Texte source -
□ □ □ □ □ □ □
The Osokorky station of Kyiv underground, February 2025. | Photo : ©FB
J’ai rencontré Kseniia l’hiver dernier dans un Kentucky Fried Chicken à Pozniaky, un quartier ouvrier de Kyiv [capitale de l’Ukraine]. Kseniia est membre des Collectifs de solidarité (CS, Колективи Солідарності), un groupe d’activistes qui se définissent comme « anti-autoritaires ». Le groupe s’est formé à la suite de l’invasion à grande échelle de la Russie en 2022. « Certains d’entre nous sont anarchistes », me dit Kseniia. « Il y a des féministes militantes, des progressistes, des écologistes, des gauchistes. Certains ne s’identifient à aucune catégorie politique, mais partagent des idées progressistes en général (droits LGBT+, droits des femmes, écologistes...) ». Avant l’invasion à grande échelle, « notre mouvement était divisé - le drame typique des gens de gauche, vous savez ? » me dit-elle avec un sourire.
Selon Kseniia, avant février 2022, « notre mouvement était divisé. Vous savez, le drame habituel avec les gens de gauche. »
Après l’invasion à grande échelle, une partie du Collectif de solidarité a décidé de s’enrôler, tandis qu’une autre partie du Collectif se consacre à aider les civils, se rendant régulièrement sur les lignes de front pour soutenir les communautés locales et celles qui fuient les territoires occupés. Un autre segment du groupe s’affaire à apprendre comment construire des drones, programmer, voler et les livrer aux soldats anti-autoritaires ou de gauche dans les différents bataillons.
La communication est centrale au travail du Collectif de solidarité. « Il était important pour nous de présenter les perspectives gauchistes, les activités et les histoires d’activistes anti-autoritaires sur les lignes de front. Mais il y a aussi d’autres raisons : soutenir l’effort de résistance du pays et faire entendre sa voix et son histoire. La guerre est une question particulièrement - et compréhensiblement - complexe pour ceux qui sont actifs dans les groupes de gauche. « Beaucoup d’anti-militaristes dans le passé, y compris des gens qui dénonçaient la militarisation de la société ukrainienne, ont finalement pris les armes. Nous essayons de fournir une explication. »
Les développements historiques et le contexte actuel ont créé un fossé dans la compréhension et la communication entre les gauchistes ukrainiens et leurs homologues occidentaux (on pourrait dire la même chose pour d’autres pays de l’ancien bloc soviétique), ainsi qu’avec certains groupes et partis. « D’un certain point de vue, je pense qu’il est vraiment difficile de comprendre quand il n’y a pas de guerre dans votre pays », dit Kseniia. Mais quand la guerre arrive, « vous vous réconciliez avec la réalité. C’est-à-dire, des réalités comme ’les Russes sont à trois jours de Kyiv’. »
□ □ □ □ □ □ □
Données de l'exercice -
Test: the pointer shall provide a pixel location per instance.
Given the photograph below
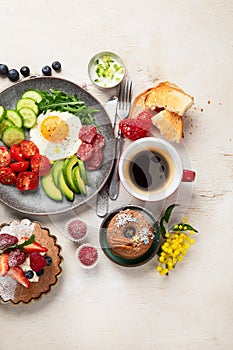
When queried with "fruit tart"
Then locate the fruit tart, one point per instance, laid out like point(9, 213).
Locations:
point(30, 261)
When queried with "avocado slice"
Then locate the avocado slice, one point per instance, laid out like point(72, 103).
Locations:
point(64, 187)
point(50, 189)
point(78, 180)
point(57, 167)
point(83, 172)
point(67, 173)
□ □ □ □ □ □ □
Tâches à réaliser -
A: Recopiez à l'identique le passage du texte sur les Collectifs de solidarité, de « Selon Kseniia, avant » à « les différents bataillons. ».
B: Reproduisez fidèlement, ligne par ligne, l'ensemble des enregistrements figurant ci-dessus, en omettant les images.

Réponses finales -
A:
Selon Kseniia, avant février 2022, « notre mouvement était divisé. Vous savez, le drame habituel avec les gens de gauche. »
Après l’invasion à grande échelle, une partie du Collectif de solidarité a décidé de s’enrôler, tandis qu’une autre partie du Collectif se consacre à aider les civils, se rendant régulièrement sur les lignes de front pour soutenir les communautés locales et celles qui fuient les territoires occupés. Un autre segment du groupe s’affaire à apprendre comment construire des drones, programmer, voler et les livrer aux soldats anti-autoritaires ou de gauche dans les différents bataillons.

B:
Test: the pointer shall provide a pixel location per instance.
Given the photograph below
When queried with "fruit tart"
Then locate the fruit tart, one point per instance, laid out like point(9, 213).
Locations:
point(30, 261)
When queried with "avocado slice"
Then locate the avocado slice, one point per instance, laid out like point(72, 103).
Locations:
point(64, 187)
point(50, 189)
point(78, 180)
point(57, 167)
point(83, 172)
point(67, 173)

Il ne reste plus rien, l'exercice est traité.